▶ Page excerpt
Additionally, there was marked variability in MRI description and techniques used; not all sequences were performed or reported in all cases, and patients were scanned at different magnetic field strength. Sixteen cases (59%) were reported with 1.5 Tesla (T), one case with 3.0T, another case with 0.5T, and the remaining cases did not specify. In several studies, the standard epilepsy protocol of MRI was not followed. For example, a FLAIR sequence was performed in a quarter of cases, whereas T1-weighted imaging was available in less than a third of patients. Topographic details of imaging abnormalities and the information on the associated structural brain lesions were scant. Due to the lack of ictal EEG data, no inferences could be drawn regarding the lateralizing and localizing value of MRI signal changes.

Time taken for complete resolution of MRI abnormalities could not be ascertained with certainty due to the lack of serial scanning. Another limitation of this review is the small number of cases that satisfied the eligibility criteria. The 11 papers that were deemed suitable yielded a total of 66 cases, but only 27 cases satisfied the eligibility criteria as we applied those criteria to each individual case to screen for eligibility. The use of these strict eligibility criteria was, however, important for reducing the effect of potential confounders and increasing reliability of the findings. There were no comparator groups among any of the published studies. Therefore, we are unable to draw any conclusions on how to differentiate SRMA from other reversible MRI lesions, such as leptomeningeal vasculitis.

Gaps in knowledge

There are still many unanswered questions in the realm of SRMA. The cause and pathophysiology of SRMA are incompletely understood. Additionally, the association between signal changes and the seizure focus is also not clear, although we were able to make some preliminary deductions based on the limited information available. Furthermore, data on the timing between the seizure and initial appearance and eventual resolution of SRMA remain to be precisely elucidated.

▶ Provided records
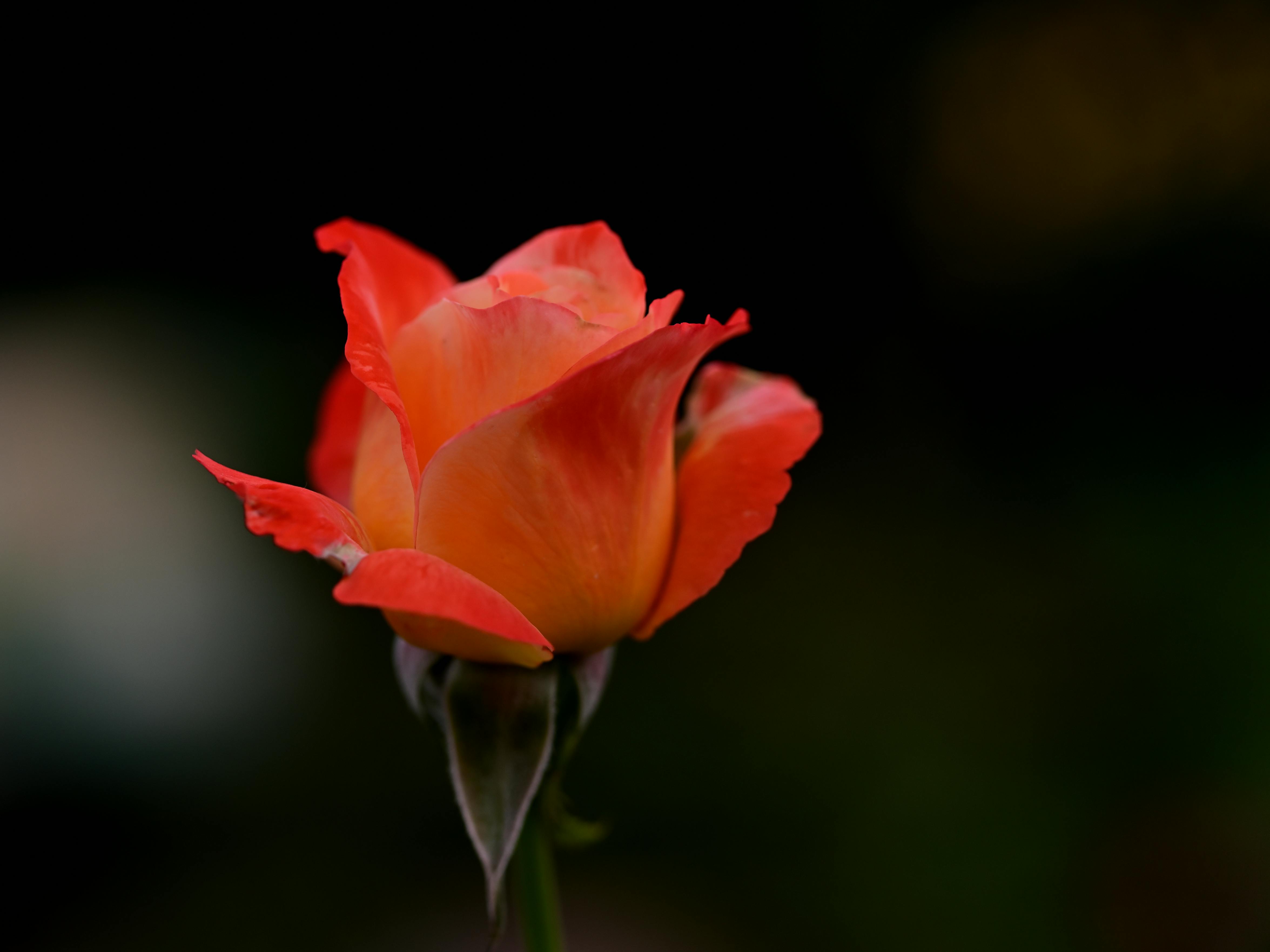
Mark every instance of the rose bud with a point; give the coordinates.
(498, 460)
---
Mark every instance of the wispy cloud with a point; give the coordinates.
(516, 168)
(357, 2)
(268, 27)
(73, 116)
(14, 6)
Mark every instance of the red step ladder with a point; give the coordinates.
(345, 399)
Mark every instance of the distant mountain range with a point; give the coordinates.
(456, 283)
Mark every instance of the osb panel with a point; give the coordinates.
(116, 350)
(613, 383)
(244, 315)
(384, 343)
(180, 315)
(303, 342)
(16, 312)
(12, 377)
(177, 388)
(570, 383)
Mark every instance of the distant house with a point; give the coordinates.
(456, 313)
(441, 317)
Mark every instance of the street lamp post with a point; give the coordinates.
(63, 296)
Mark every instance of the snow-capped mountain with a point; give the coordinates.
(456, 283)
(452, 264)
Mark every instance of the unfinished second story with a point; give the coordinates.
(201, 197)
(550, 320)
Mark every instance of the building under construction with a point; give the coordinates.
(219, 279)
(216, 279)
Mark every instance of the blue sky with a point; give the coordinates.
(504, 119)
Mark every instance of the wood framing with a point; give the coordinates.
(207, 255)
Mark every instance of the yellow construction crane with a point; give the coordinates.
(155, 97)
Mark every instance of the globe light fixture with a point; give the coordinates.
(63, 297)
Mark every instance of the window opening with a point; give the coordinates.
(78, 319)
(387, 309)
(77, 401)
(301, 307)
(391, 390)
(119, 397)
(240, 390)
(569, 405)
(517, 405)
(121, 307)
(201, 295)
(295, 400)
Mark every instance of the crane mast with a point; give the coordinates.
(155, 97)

▶ What you need to do
**a.** In the MRI review excerpt, how many cases were reported with 1.5 Tesla scanning?
**b.** Print the part of the MRI review excerpt that opens with the words containing "Time taken for" and closes with "as leptomeningeal vasculitis.".
**c.** Proceed with the MRI review excerpt from where it stops.

▶ Numbered responses
**a.** Sixteen cases (59%).

**b.**
Time taken for complete resolution of MRI abnormalities could not be ascertained with certainty due to the lack of serial scanning. Another limitation of this review is the small number of cases that satisfied the eligibility criteria. The 11 papers that were deemed suitable yielded a total of 66 cases, but only 27 cases satisfied the eligibility criteria as we applied those criteria to each individual case to screen for eligibility. The use of these strict eligibility criteria was, however, important for reducing the effect of potential confounders and increasing reliability of the findings. There were no comparator groups among any of the published studies. Therefore, we are unable to draw any conclusions on how to differentiate SRMA from other reversible MRI lesions, such as leptomeningeal vasculitis.

**c.**
Future directions

A more extensive analysis of the clinical data of SRMA would be possible through prospective studies with larger sample sizes involving multiple seizure types. It would also be beneficial to look at the characteristics of SRMA in different seizure presentations, including status epilepticus and cluster seizures, and study how the underlying aetiology might impact on these findings. It would also be worthwhile evaluating whether SRMA has any value for prognostication and assessment of treatment response through longitudinal studies. Systematic, serial scanning of patients at clearly defined time-points would allow us to more accurately define time frames for both the appearance and resolution of SRMA.

Conclusions

Clinicians should be aware that SRMA describes a heterogeneous collection of radiologic findings with identifiable stereotypic patterns. These changes may be present within hours of seizure onset and appear to resolve in a relatively short time frame in some cases. SRMA are commonly observed in the subcortical layers and the hippocampi, but may also be seen in the cortex and the splenium. Bilateral SRMA may be associated with generalised seizures while unilateral SRMA may be associated with focal seizures and may occur ipsilateral to the seizure focus. Systematic and standardised reporting of clinical and radiologic data is necessary to allow a more accurate definition of the characteristics of SRMA.

Supplementary material

Summary slides accompanying the manuscript and supplementary materials are available at www.epilepticdisorders.com.

Disclosures

We know of no conflicts of interest associated with this manuscript, and there has been no significant financial support for this work that could have influenced its outcome.